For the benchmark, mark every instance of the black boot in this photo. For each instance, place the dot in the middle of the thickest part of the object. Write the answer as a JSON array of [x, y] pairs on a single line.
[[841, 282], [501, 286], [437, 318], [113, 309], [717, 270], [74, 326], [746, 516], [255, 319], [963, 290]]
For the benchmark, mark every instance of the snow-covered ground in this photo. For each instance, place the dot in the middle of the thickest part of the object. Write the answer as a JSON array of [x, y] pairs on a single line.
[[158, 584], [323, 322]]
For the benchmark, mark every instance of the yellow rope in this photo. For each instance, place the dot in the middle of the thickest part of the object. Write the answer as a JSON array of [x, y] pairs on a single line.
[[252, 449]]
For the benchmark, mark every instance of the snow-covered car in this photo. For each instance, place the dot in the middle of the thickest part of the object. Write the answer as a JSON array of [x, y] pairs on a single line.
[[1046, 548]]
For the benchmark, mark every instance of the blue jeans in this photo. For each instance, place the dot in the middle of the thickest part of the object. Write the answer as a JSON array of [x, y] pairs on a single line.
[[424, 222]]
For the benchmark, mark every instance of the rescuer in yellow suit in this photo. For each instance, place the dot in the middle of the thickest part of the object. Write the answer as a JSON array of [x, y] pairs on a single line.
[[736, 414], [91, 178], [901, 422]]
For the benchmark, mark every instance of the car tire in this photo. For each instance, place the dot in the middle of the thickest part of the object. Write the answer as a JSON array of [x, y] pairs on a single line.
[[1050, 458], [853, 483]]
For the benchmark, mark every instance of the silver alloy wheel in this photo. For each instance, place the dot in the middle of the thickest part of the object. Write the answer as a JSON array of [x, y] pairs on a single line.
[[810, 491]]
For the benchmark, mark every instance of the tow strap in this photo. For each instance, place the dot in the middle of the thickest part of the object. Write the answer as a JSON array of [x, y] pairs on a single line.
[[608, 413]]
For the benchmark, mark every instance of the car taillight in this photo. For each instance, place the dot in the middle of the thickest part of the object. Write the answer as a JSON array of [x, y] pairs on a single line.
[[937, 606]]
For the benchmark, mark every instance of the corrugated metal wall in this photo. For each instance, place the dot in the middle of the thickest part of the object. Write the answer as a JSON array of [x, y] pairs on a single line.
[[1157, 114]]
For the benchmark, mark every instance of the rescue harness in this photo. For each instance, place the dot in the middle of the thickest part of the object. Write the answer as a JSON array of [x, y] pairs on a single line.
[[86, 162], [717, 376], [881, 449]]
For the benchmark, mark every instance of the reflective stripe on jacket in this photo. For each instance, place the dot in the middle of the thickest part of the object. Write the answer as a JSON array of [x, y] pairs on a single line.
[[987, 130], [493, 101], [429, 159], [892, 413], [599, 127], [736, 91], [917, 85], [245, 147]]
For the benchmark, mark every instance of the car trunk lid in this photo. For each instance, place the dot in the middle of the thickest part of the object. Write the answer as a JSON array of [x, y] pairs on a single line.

• [IL PROBLEMA] Disponi tutto il materiale riportato sopra in un elenco numerato, una voce per riga, omettendo le righe vuote.

• [RISPOSTA AL PROBLEMA]
1. For the benchmark, mark every instance of the black boot in this photo. For each instance, place the dot in the middle of the thickest part of the object. Write the answer as a JSON array of [x, y] pairs on a single line.
2. [[841, 282], [501, 286], [437, 318], [113, 309], [717, 270], [74, 326], [746, 516], [255, 319], [963, 290]]
3. For the benchmark, mark every instance of the snow-covered ground in this photo. For each instance, place the dot in the middle of the thickest part of the object. Write the answer as a JSON array of [x, y] pairs on a single line.
4. [[158, 584], [323, 322]]
5. For the benchmark, mark every instance of the yellow rope in this photo. For each instance, place the dot in the middle of the thickest part of the object. Write the answer as a JSON array of [x, y] pairs on a single line.
6. [[252, 449]]
7. For the benchmark, mark every instance of the snow-covered car in this photo. For each instance, place the dot in the middle of the thickest part of the object. Write the answer as a JSON array of [x, y] pairs on a single line.
8. [[1046, 548]]
9. For the benchmark, mark every instance of the blue jeans in this photo. For each instance, place the dot in the middle of the thickest part of the object. Write the answer as a JSON array of [x, y] pairs on a single line.
10. [[424, 222]]
11. For the benchmark, mark every instance of the rescuer in yellow suit in this photo. For each instance, place the dot in the middle of the thickest part of the object. Write the answer as a JSON array of [x, y] pairs on a single line.
12. [[736, 414], [91, 178], [901, 422]]
13. For the benchmark, mark every instance of the car tire in this photo. For each instance, place the dot in the middle of the thickest part of the object. Write the answer as a JSON array of [x, y] pairs on a single line.
14. [[1050, 458], [853, 483]]
15. For the benchmark, mark every instance of the silver alloy wheel in this photo. For each instance, place the dot in the middle of the thickest part of the object. Write the answer as a JSON array of [x, y] pairs on a single line.
16. [[810, 491]]
17. For the benchmark, mark every instance of the tow strap in this photo. For each instance, place the dot in the middle of the thickest part of the object. Write the answer as a JSON array of [x, y] pairs on a single line.
18. [[608, 413]]
19. For the benchmark, mark every instance of the car taillight in this photo. For each instance, place the dot in the middle of the thickest part of the object. Write the answer as a JSON array of [x, y] pairs on a single line.
20. [[937, 606]]
21. For the benchmark, mark every instance of the corrugated metal wall in this photo. For each instance, place the dot in the middle of the thickest part of the object. Write the answer as a JSON array of [x, y] pairs on a single line.
22. [[1157, 114]]
23. For the benchmark, mark every instance of the rescue harness in this photo. For each instance, place the dot in the middle of the thickest part of the object. Write the answer as a JSON array of [x, y] pairs on a single line.
24. [[86, 162], [717, 376], [881, 449]]
25. For the benchmark, mark every instance of the reflective stripe on jacket in this photo. For each instance, place the dot in the middle of the thickest part of the object. Write the answer as a JSON array of [x, y] pairs on a single line.
26. [[987, 130], [493, 101], [429, 159], [892, 413], [599, 127], [736, 91], [917, 85], [245, 147]]
27. For the benchmark, mark every instance of the car trunk lid in this photo. For each instance, place the dot in the middle of the thickest part of the object. Write the answer as a JSON array of [x, y] pairs on a single line.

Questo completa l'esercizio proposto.